### Records to process:
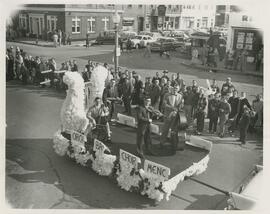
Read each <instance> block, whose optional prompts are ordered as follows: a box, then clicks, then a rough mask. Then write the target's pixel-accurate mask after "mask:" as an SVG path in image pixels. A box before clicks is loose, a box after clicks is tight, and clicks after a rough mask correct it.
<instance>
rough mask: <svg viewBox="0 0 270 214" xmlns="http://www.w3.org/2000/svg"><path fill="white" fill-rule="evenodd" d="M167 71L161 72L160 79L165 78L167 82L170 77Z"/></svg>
mask: <svg viewBox="0 0 270 214" xmlns="http://www.w3.org/2000/svg"><path fill="white" fill-rule="evenodd" d="M168 73H169V72H168V70H164V71H163V76H162V77H161V78H166V79H167V82H168V81H169V80H170V77H168Z"/></svg>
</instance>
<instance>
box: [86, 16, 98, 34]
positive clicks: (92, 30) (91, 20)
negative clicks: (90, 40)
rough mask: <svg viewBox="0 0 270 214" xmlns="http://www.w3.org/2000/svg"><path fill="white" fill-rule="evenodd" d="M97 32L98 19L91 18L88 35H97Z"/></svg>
mask: <svg viewBox="0 0 270 214" xmlns="http://www.w3.org/2000/svg"><path fill="white" fill-rule="evenodd" d="M95 30H96V19H95V18H94V17H90V18H89V19H87V33H95Z"/></svg>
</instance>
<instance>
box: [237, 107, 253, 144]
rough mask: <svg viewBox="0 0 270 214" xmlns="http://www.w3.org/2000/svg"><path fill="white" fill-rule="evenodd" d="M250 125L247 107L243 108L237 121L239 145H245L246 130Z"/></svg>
mask: <svg viewBox="0 0 270 214" xmlns="http://www.w3.org/2000/svg"><path fill="white" fill-rule="evenodd" d="M249 123H250V109H249V108H248V107H247V106H243V113H242V115H241V118H240V121H239V131H240V139H239V141H240V142H241V144H246V136H247V130H248V127H249Z"/></svg>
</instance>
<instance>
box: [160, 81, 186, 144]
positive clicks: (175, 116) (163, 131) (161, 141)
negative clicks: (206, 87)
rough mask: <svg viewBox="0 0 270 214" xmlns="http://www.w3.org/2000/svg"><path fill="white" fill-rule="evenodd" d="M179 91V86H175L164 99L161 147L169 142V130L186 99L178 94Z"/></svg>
mask: <svg viewBox="0 0 270 214" xmlns="http://www.w3.org/2000/svg"><path fill="white" fill-rule="evenodd" d="M179 89H180V87H179V85H175V86H174V88H173V89H172V90H171V92H170V93H168V94H167V95H166V96H165V97H164V101H163V106H164V117H165V121H164V125H163V128H162V135H161V140H160V145H161V146H162V145H164V144H165V142H166V140H167V136H168V132H169V129H170V127H171V125H172V122H173V121H174V118H175V117H176V114H177V111H178V110H180V109H182V107H183V100H184V99H183V95H182V94H180V93H178V91H179Z"/></svg>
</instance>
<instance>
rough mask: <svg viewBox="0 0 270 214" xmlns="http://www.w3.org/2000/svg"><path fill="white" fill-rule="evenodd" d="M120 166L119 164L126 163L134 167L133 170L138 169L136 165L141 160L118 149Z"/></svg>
mask: <svg viewBox="0 0 270 214" xmlns="http://www.w3.org/2000/svg"><path fill="white" fill-rule="evenodd" d="M119 154H120V165H121V163H126V164H128V165H130V167H131V168H132V167H134V168H135V169H136V168H137V167H138V163H141V159H140V158H139V157H137V156H135V155H133V154H131V153H129V152H126V151H124V150H122V149H120V152H119Z"/></svg>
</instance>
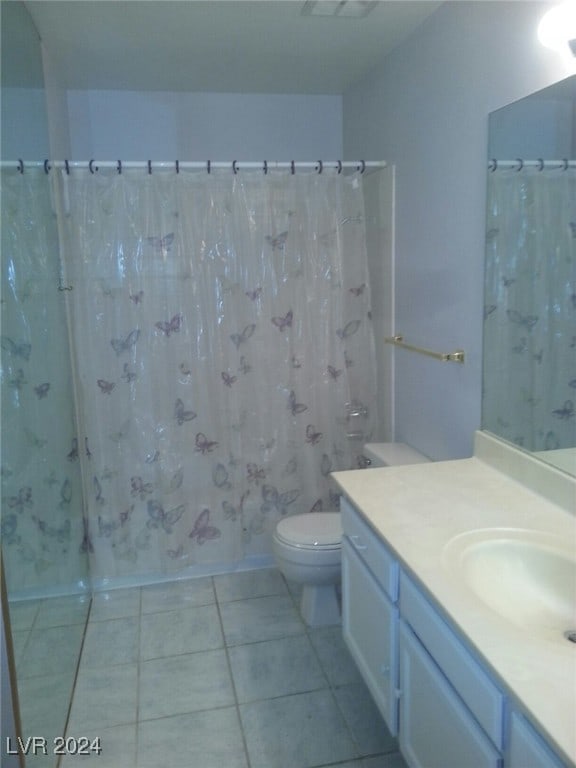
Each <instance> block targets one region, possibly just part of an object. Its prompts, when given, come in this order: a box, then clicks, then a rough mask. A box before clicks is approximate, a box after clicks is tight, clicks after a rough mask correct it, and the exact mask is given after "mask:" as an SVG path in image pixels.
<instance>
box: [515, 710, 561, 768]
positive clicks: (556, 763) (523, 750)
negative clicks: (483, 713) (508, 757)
mask: <svg viewBox="0 0 576 768" xmlns="http://www.w3.org/2000/svg"><path fill="white" fill-rule="evenodd" d="M507 765H509V766H510V768H526V766H530V768H565V764H564V763H563V762H562V761H561V760H560V758H559V757H557V756H556V755H554V754H552V752H551V751H550V748H549V747H548V745H547V744H545V743H544V741H543V740H542V739H541V737H540V736H539V735H538V734H537V733H536V731H535V730H534V729H533V728H532V726H531V725H529V723H527V722H526V720H525V719H524V718H523V717H522V716H521V715H518V714H517V713H516V712H513V713H512V717H511V718H510V759H509V761H508V763H507Z"/></svg>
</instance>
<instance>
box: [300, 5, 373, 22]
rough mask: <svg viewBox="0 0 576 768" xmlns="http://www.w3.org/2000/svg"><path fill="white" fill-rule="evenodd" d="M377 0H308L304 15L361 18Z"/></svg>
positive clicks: (372, 8)
mask: <svg viewBox="0 0 576 768" xmlns="http://www.w3.org/2000/svg"><path fill="white" fill-rule="evenodd" d="M377 4H378V3H377V0H306V2H305V3H304V5H303V7H302V11H301V13H302V16H339V17H347V18H354V19H360V18H363V17H364V16H367V15H368V14H369V13H370V11H371V10H372V9H373V8H374V7H375V6H376V5H377Z"/></svg>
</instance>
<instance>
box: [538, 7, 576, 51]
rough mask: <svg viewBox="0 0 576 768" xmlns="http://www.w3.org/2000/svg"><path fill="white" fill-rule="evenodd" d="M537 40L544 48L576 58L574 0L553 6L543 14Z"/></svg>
mask: <svg viewBox="0 0 576 768" xmlns="http://www.w3.org/2000/svg"><path fill="white" fill-rule="evenodd" d="M538 39H539V40H540V42H541V43H542V45H545V46H546V48H551V49H552V50H554V51H558V52H559V53H562V54H566V53H571V54H572V55H573V56H576V0H568V2H564V3H561V4H560V5H555V6H554V7H553V8H551V9H550V10H549V11H547V12H546V13H545V14H544V16H543V17H542V21H541V22H540V25H539V27H538Z"/></svg>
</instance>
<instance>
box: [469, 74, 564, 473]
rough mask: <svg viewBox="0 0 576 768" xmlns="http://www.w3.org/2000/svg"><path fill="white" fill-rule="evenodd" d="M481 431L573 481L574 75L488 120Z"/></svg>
mask: <svg viewBox="0 0 576 768" xmlns="http://www.w3.org/2000/svg"><path fill="white" fill-rule="evenodd" d="M488 155H489V163H488V168H489V170H488V184H487V188H488V195H487V209H486V215H487V223H486V263H485V285H484V354H483V392H482V428H483V429H484V430H488V431H490V432H492V433H493V434H495V435H496V436H497V437H500V438H503V439H505V440H507V441H509V442H511V443H514V444H515V445H516V446H519V447H520V448H523V449H525V450H527V451H530V452H531V453H532V454H534V455H537V456H538V457H540V458H542V459H543V460H544V461H547V462H549V463H552V464H554V465H555V466H556V467H558V468H560V469H562V470H564V471H566V472H569V473H571V474H576V410H575V409H576V405H575V403H576V390H575V388H576V323H575V318H576V279H575V278H576V161H575V160H574V158H575V157H576V75H574V76H572V77H569V78H567V79H565V80H562V81H561V82H559V83H556V84H555V85H552V86H550V87H548V88H545V89H543V90H541V91H538V92H537V93H535V94H532V95H531V96H528V97H526V98H524V99H521V100H520V101H517V102H515V103H513V104H510V105H509V106H506V107H504V108H502V109H499V110H497V111H496V112H493V113H492V114H491V115H490V117H489V139H488Z"/></svg>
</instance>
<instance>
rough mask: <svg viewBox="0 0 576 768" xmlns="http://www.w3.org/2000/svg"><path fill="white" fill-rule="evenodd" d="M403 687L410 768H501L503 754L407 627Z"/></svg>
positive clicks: (403, 740)
mask: <svg viewBox="0 0 576 768" xmlns="http://www.w3.org/2000/svg"><path fill="white" fill-rule="evenodd" d="M400 685H401V688H402V695H401V697H400V722H401V727H400V749H401V750H402V753H403V755H404V756H405V758H406V761H407V762H408V764H409V765H410V766H411V768H464V766H466V768H500V767H501V765H502V760H501V757H500V753H499V752H498V751H497V750H496V749H495V747H494V745H493V744H492V743H491V742H490V740H489V739H488V737H487V736H486V734H485V733H484V731H483V730H482V728H480V726H479V725H478V723H477V722H476V720H475V719H474V718H473V717H472V715H471V714H470V712H469V711H468V709H467V708H466V707H465V706H464V704H463V703H462V701H461V700H460V698H459V697H458V696H457V695H456V694H455V692H454V690H453V688H452V687H451V686H450V684H449V683H448V682H447V680H446V678H445V677H444V675H443V674H442V672H441V671H440V670H439V669H438V667H437V666H436V664H435V663H434V662H433V661H432V659H431V658H430V656H429V655H428V654H427V653H426V651H425V649H424V647H423V646H422V644H421V643H420V641H419V640H418V638H417V637H416V636H415V635H414V634H413V632H412V630H411V629H410V628H409V627H408V625H407V624H406V623H405V622H404V621H401V622H400ZM524 768H527V766H524Z"/></svg>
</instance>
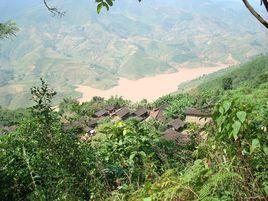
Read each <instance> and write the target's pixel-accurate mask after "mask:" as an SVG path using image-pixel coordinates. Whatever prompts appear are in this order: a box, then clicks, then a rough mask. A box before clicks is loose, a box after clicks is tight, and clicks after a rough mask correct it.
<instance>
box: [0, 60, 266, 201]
mask: <svg viewBox="0 0 268 201" xmlns="http://www.w3.org/2000/svg"><path fill="white" fill-rule="evenodd" d="M267 60H268V59H267V57H261V58H258V59H256V60H255V61H252V62H250V63H248V64H246V65H244V66H243V67H242V66H241V67H240V68H237V69H234V70H232V71H231V72H229V70H228V71H227V72H226V74H224V75H222V76H219V77H217V78H216V79H212V80H207V81H205V82H204V83H201V84H200V85H199V87H198V88H197V89H195V90H192V91H190V92H189V93H188V94H176V95H168V96H164V97H161V98H159V99H158V100H157V101H155V102H154V103H148V102H147V101H146V100H143V101H141V102H140V103H138V104H133V103H131V102H129V101H126V100H124V99H122V98H119V97H112V98H110V99H109V100H104V99H102V98H99V97H95V98H94V99H93V100H91V101H90V102H87V103H83V104H79V103H78V102H77V101H75V100H72V99H65V100H63V102H62V103H61V104H60V105H59V108H58V109H59V110H58V111H54V110H53V109H52V106H51V101H52V99H53V97H54V96H55V92H54V91H53V90H52V89H50V88H49V86H48V85H47V84H46V83H45V82H44V81H42V85H41V86H40V87H34V88H32V90H31V92H32V96H33V97H32V99H33V101H35V103H36V104H35V106H34V107H32V108H30V109H29V110H28V111H27V112H26V113H25V114H23V115H21V113H18V114H19V115H18V116H17V115H15V116H12V115H10V114H12V112H11V111H7V110H3V109H2V110H1V111H2V117H1V118H2V119H5V122H6V123H4V124H3V123H2V125H4V126H13V125H15V126H16V129H15V130H14V131H12V132H9V133H8V134H5V135H2V136H0V161H1V163H0V194H1V199H2V200H267V196H268V182H267V181H268V166H267V161H268V135H267V134H268V133H267V125H268V107H267V106H268V105H267V104H268V97H267V94H268V79H267V72H268V62H267ZM163 104H167V105H168V107H167V109H166V110H165V116H166V118H167V120H168V119H171V118H176V117H180V118H182V119H184V118H185V114H184V110H185V108H186V107H198V108H200V109H201V110H203V109H205V110H211V111H212V113H213V115H212V118H213V123H211V124H207V125H205V126H202V127H200V126H198V125H196V124H189V125H187V128H186V130H187V133H188V134H189V135H190V136H191V141H190V142H189V143H187V144H183V145H182V144H178V142H177V141H170V140H166V139H165V138H163V131H164V130H165V128H166V123H167V122H159V121H156V120H150V121H142V122H139V121H137V120H136V119H134V118H130V119H128V120H126V121H118V122H113V120H112V119H111V117H106V118H104V119H102V120H101V123H100V124H99V126H98V128H97V134H96V135H95V136H94V137H91V138H89V139H88V140H83V136H84V135H85V132H86V131H85V130H83V129H78V128H76V127H73V128H72V127H71V128H69V129H66V128H65V127H64V125H66V124H68V123H71V122H74V121H77V120H81V119H82V120H83V122H88V121H89V120H90V119H91V117H92V115H93V114H94V113H95V112H96V111H98V110H99V109H102V108H103V107H105V106H107V105H116V106H119V107H123V106H128V107H130V108H138V107H140V106H143V107H146V108H150V109H153V108H157V107H159V106H161V105H163ZM3 112H4V113H3ZM3 114H4V115H3ZM5 114H7V115H5ZM15 114H16V113H15ZM8 115H10V116H9V117H8ZM85 126H86V125H85Z"/></svg>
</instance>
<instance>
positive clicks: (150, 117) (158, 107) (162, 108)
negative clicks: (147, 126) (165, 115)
mask: <svg viewBox="0 0 268 201" xmlns="http://www.w3.org/2000/svg"><path fill="white" fill-rule="evenodd" d="M167 107H168V105H166V104H165V105H162V106H160V107H158V108H156V109H154V110H153V111H151V113H150V116H149V118H153V119H155V120H157V121H161V122H164V121H165V120H166V117H165V115H164V111H165V109H166V108H167Z"/></svg>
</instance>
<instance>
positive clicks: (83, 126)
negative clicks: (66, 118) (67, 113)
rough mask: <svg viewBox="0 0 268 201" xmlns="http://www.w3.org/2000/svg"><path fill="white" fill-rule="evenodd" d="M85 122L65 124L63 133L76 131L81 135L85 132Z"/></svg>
mask: <svg viewBox="0 0 268 201" xmlns="http://www.w3.org/2000/svg"><path fill="white" fill-rule="evenodd" d="M84 123H85V122H84V120H82V119H81V120H77V121H73V122H70V123H65V124H64V125H63V128H62V129H63V131H65V132H66V131H68V130H76V131H77V132H79V133H81V132H83V131H84Z"/></svg>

### Task directions:
Leave the pictures out and repeat exactly the lines from the beginning of the records to the line bearing "box: [237, 107, 253, 144]", both ends counted.

### Response area:
Read each <instance> block, whose optional prompts are ordered as follows: a box, then clicks, then a rough mask. Then write the target's pixel-accurate mask after "mask:" as an SVG path in image pixels. A box before clicks is loose, a box after clicks is tight, and clicks after a rough mask correct it.
<instance>
rough mask: <svg viewBox="0 0 270 214" xmlns="http://www.w3.org/2000/svg"><path fill="white" fill-rule="evenodd" d="M167 71L161 72L160 79L165 78L167 82L170 77Z"/></svg>
mask: <svg viewBox="0 0 270 214" xmlns="http://www.w3.org/2000/svg"><path fill="white" fill-rule="evenodd" d="M168 73H169V72H168V70H164V71H163V76H162V77H161V78H166V79H167V82H168V81H169V80H170V77H168Z"/></svg>
</instance>
<instance>
box: [86, 16, 98, 34]
positive clicks: (92, 30) (91, 20)
negative clicks: (90, 40)
rough mask: <svg viewBox="0 0 270 214" xmlns="http://www.w3.org/2000/svg"><path fill="white" fill-rule="evenodd" d="M97 32L98 19L91 18L88 35H97Z"/></svg>
mask: <svg viewBox="0 0 270 214" xmlns="http://www.w3.org/2000/svg"><path fill="white" fill-rule="evenodd" d="M95 30H96V19H95V18H94V17H90V18H89V19H87V33H95Z"/></svg>
</instance>
<instance>
box: [237, 107, 253, 144]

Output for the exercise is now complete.